◆ **DOCUMENT SECTION**:
* * *

The Denver Museum of Nature & Science has determined that the human 
remains are "culturally unidentifiable" under NAGPRA. In 2009, during 
a major inter-tribal consultation meeting and through additional 
consultation with individual tribes, an intertribal agreement was 
established, for disposition of the remains and funerary objects to the 
Hopi Tribe of Arizona; Pueblo of Acoma, New Mexico; Pueblo of Zia, New 
Mexico; and the Zuni Tribe of the Zuni Reservation, New Mexico. In the 
agreement, the Hopi Tribe of Arizona was designated as the lead in 
reburying 11 individuals. In addition, the Hopi Tribe of Arizona will 
rebury five of the individuals (CUIs 28-32) with the assistance of the 
Ute Mountain Tribe of the Ute Mountain Reservation, Colorado, New 
Mexico & Utah. This agreement was presented to the Review Committee on 
October 30, 2009. Pursuant to this agreement, the Denver Museum of 
Nature & Science requested that the Review Committee recommend the 
disposition of the culturally unidentifiable Native American human 
remains and associated funerary objects to the Hopi Tribe of Arizona. 
The Review Committee considered the request and recommended the 
disposition. The Secretary of the Interior agreed with the Review 
Committee's recommendation. A March 4, 2010, letter from the Designated 
Federal Officer, writing on behalf of the Secretary of the Interior, 
transmitted the authorization for the Denver Museum of Nature & Science 
to effect disposition of the physical remains of the culturally 
unidentifiable individuals and the associated funerary objects to the 
Hopi Tribe of Arizona; Pueblo of Acoma, New Mexico; Pueblo of Zia, New 
Mexico; and the Zuni Tribe of the Zuni Reservation, New Mexico, 
contingent upon the publication of a Notice of Inventory Completion in 
the Federal Register. This notice fulfills that requirement. In the 
same letter, the Secretary recommended the transfer of the associated 
funerary objects to the Indian tribe listed above to the extent allowed 
by Federal, state, or local law.
    Representatives of any other Indian tribe that believes itself to 
be culturally affiliated with the human remains and associated funerary 
objects should contact Dr. Chip Colwell-Chanthaphonh, Denver Museum of 
Nature & Science, 2001 Colorado Blvd., Denver, CO 80205, telephone 
(303) 370-6378, before August 23, 2010. Disposition of the Native 
American human remains and associated funerary objects to the Hopi 
Tribe of Arizona; Pueblo of Acoma, New Mexico; Pueblo of Zia, New 
Mexico; and the Zuni Tribe of the Zuni Reservation, New Mexico, may 
proceed after that date if no additional claimants come forward.

* * *

◆ **LISTING**:
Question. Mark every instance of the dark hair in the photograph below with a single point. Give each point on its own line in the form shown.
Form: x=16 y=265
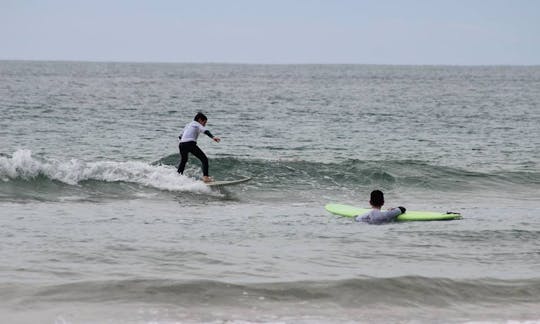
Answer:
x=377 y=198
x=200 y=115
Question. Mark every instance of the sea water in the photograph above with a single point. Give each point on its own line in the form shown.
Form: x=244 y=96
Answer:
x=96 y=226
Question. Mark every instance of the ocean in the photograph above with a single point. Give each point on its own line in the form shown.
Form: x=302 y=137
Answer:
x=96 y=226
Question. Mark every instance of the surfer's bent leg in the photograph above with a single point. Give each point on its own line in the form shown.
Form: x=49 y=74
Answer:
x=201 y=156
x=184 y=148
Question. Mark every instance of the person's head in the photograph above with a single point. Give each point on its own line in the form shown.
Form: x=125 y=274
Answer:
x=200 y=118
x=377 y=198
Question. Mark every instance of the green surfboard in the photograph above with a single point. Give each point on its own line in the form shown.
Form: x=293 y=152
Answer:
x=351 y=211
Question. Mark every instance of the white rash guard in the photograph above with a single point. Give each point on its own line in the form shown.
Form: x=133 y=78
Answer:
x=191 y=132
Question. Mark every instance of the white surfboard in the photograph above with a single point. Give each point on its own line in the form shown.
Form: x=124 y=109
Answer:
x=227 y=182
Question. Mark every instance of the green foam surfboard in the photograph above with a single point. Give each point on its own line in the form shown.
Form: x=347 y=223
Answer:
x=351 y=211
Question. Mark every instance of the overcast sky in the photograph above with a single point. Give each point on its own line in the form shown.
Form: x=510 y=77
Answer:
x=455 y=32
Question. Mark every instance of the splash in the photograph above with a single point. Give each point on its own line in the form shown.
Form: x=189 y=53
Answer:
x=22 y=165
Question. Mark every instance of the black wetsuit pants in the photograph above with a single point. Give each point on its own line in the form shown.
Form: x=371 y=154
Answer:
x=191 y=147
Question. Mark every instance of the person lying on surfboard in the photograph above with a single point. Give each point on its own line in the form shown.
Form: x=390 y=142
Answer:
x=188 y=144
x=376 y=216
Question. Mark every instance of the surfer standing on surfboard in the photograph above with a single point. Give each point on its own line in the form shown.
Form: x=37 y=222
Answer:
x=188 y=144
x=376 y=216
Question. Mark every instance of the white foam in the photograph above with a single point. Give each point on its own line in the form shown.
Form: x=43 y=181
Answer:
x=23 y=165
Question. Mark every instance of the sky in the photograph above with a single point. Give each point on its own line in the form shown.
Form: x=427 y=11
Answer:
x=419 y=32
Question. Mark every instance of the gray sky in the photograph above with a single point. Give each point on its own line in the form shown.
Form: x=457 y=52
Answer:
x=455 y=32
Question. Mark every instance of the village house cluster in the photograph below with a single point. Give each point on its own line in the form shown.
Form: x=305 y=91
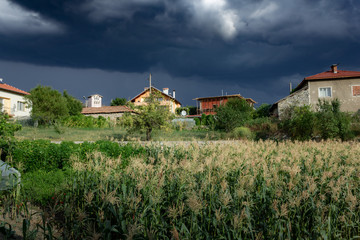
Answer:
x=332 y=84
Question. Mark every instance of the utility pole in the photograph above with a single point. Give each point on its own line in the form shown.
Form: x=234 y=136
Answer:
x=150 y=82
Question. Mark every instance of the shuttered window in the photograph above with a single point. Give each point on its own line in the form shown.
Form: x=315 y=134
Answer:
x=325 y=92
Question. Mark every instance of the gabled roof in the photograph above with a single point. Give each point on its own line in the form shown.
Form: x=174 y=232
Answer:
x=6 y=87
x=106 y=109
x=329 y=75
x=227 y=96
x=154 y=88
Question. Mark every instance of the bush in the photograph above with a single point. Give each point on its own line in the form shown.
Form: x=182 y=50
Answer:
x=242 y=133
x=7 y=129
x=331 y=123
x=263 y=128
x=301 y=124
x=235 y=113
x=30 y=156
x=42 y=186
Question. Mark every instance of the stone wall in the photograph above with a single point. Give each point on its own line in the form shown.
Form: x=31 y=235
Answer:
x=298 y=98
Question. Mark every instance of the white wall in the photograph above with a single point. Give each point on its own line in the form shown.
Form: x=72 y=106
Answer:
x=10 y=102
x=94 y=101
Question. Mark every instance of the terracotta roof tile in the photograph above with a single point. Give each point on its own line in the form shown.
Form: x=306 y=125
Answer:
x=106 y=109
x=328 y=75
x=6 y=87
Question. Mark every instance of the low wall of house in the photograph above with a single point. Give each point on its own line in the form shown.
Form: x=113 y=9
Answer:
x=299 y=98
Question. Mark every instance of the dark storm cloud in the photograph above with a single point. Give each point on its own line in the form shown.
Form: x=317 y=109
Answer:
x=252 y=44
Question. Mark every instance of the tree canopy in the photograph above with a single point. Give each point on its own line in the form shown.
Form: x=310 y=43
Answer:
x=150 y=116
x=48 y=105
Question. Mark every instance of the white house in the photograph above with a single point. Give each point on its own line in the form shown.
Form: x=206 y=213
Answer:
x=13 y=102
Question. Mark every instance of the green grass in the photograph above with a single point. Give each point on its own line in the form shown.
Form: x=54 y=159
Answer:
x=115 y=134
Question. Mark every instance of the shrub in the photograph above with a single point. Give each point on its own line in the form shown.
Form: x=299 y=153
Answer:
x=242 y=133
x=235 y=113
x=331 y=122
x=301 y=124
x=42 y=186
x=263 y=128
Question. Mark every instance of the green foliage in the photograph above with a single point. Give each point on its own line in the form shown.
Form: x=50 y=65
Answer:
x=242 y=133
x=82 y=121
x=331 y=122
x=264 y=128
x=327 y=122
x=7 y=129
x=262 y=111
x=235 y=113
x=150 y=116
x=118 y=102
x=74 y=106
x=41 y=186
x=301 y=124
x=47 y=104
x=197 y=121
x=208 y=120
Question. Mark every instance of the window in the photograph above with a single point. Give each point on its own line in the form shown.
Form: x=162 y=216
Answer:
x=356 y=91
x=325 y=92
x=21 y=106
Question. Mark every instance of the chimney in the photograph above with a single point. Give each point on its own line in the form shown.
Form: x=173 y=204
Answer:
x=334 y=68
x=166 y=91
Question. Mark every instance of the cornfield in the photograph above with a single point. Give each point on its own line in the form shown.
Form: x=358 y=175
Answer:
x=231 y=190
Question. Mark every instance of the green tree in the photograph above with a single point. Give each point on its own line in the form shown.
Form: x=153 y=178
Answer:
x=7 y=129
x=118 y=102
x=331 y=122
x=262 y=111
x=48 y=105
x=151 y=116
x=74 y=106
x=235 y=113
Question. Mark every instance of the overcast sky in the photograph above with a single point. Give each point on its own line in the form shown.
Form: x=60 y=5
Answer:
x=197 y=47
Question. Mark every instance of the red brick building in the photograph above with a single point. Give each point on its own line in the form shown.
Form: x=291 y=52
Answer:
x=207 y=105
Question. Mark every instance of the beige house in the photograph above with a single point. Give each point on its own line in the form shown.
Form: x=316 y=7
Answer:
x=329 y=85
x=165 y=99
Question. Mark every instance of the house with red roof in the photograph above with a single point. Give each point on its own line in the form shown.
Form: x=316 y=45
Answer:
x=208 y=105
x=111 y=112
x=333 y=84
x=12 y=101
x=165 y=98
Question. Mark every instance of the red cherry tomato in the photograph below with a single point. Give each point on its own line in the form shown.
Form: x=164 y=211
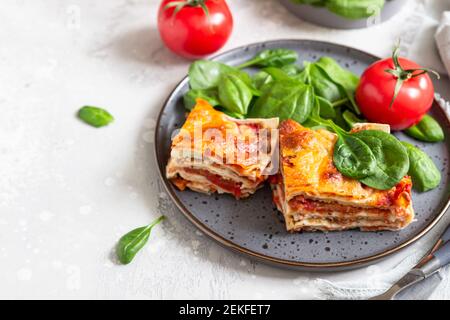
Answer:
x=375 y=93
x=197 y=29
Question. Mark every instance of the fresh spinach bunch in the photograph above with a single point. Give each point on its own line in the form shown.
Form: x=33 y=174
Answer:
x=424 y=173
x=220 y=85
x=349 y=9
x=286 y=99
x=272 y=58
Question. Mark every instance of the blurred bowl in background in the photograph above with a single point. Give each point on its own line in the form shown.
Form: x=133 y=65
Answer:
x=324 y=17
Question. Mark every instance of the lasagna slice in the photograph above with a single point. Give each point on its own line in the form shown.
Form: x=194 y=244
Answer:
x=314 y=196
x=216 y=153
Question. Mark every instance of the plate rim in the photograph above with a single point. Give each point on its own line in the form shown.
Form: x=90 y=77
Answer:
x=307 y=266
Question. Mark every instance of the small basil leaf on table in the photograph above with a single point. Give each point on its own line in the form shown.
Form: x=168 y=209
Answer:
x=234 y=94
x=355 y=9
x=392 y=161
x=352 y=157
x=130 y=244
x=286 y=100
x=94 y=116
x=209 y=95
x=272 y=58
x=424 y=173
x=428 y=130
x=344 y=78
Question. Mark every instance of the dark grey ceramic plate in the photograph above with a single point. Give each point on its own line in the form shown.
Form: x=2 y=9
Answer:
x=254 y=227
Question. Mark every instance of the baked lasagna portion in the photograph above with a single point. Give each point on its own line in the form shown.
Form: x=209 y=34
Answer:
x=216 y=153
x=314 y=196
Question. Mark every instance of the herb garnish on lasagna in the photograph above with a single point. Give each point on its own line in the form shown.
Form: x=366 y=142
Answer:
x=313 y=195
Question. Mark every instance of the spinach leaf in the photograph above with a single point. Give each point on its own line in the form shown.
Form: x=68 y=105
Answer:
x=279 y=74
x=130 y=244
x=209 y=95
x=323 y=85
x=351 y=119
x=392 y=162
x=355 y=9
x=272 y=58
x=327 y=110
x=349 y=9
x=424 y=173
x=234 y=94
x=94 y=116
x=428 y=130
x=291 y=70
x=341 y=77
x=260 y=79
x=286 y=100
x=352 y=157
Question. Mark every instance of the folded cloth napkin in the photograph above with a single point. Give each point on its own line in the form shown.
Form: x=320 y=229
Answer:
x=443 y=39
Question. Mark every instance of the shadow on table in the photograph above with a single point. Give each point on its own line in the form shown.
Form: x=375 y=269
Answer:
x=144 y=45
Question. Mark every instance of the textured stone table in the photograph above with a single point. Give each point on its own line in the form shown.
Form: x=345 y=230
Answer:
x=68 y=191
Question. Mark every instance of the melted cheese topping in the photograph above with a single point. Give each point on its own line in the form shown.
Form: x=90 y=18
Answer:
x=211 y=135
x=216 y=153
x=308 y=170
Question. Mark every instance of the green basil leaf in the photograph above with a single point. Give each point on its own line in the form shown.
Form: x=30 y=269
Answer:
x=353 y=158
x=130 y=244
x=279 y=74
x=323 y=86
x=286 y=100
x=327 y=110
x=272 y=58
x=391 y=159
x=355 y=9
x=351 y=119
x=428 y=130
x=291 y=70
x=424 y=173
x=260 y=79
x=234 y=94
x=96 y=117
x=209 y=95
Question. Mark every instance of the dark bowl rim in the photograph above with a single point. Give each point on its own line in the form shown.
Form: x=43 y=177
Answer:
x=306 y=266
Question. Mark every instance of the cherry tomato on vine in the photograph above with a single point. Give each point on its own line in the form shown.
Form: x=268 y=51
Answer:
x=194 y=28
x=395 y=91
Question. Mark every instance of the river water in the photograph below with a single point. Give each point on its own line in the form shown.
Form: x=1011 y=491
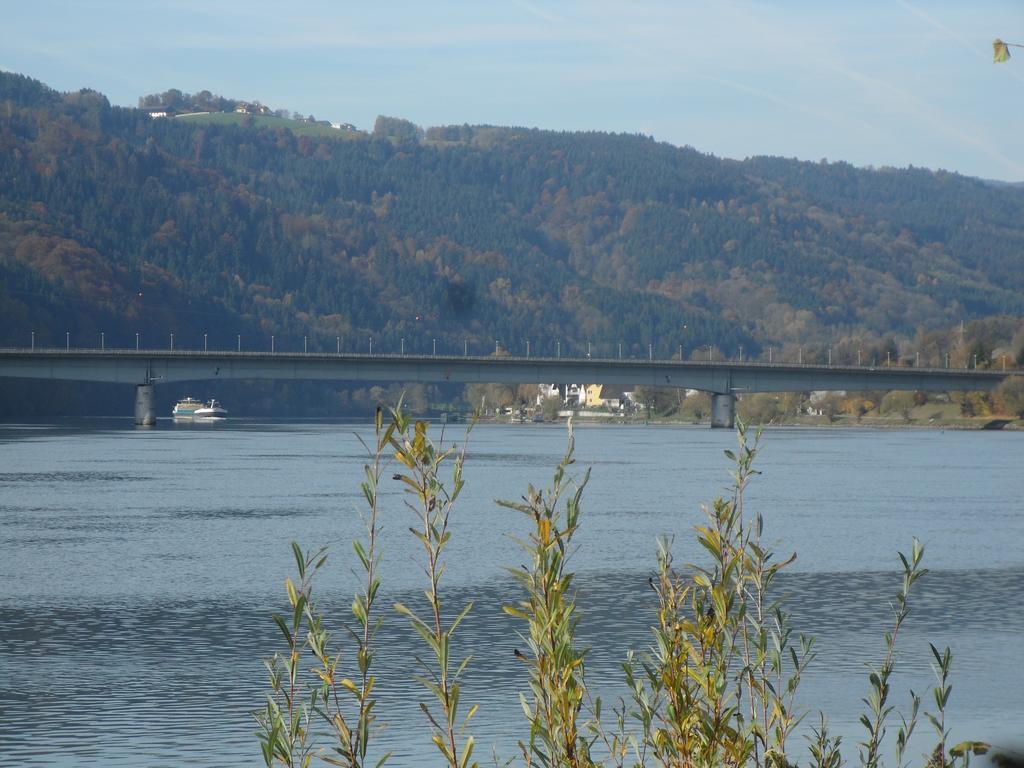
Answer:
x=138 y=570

* * *

◆ **WHAT IS BEING ASKED**:
Set down, word for word, the part of the NAGPRA notice that begins at the words "Representatives of any" and stops after "claimants come forward.".

◆ **COMPLETE RESPONSE**:
Representatives of any other Indian tribe that believes itself to 
be culturally affiliated with the human remains and associated funerary 
objects should contact Dr. Chip Colwell-Chanthaphonh, Denver Museum of 
Nature & Science, 2001 Colorado Blvd., Denver, CO 80205, telephone 
(303) 370-6378, before August 23, 2010. Disposition of the Native 
American human remains and associated funerary objects to the Hopi 
Tribe of Arizona; Pueblo of Acoma, New Mexico; Pueblo of Zia, New 
Mexico; and the Zuni Tribe of the Zuni Reservation, New Mexico, may 
proceed after that date if no additional claimants come forward.